Referring expression data
/---

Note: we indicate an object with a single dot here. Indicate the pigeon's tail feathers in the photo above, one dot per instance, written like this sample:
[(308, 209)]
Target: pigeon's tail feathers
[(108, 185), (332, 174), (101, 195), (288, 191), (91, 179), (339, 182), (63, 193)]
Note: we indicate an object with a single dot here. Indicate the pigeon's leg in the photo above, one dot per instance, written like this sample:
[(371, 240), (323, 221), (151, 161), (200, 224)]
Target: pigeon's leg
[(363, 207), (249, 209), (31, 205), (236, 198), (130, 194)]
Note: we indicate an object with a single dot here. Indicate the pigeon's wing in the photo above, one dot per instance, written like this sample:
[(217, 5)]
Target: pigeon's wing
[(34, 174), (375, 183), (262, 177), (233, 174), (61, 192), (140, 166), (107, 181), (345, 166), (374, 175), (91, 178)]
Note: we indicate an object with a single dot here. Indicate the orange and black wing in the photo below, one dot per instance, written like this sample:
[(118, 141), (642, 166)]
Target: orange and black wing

\---

PROMPT
The answer consists of every line above in which the word "orange" occurs.

RESULT OF THIS EXERCISE
Note: we indicate an object with a single dot here. Indicate the orange and black wing in the photo below, one dot per instance, written like this sample:
Target: orange and black wing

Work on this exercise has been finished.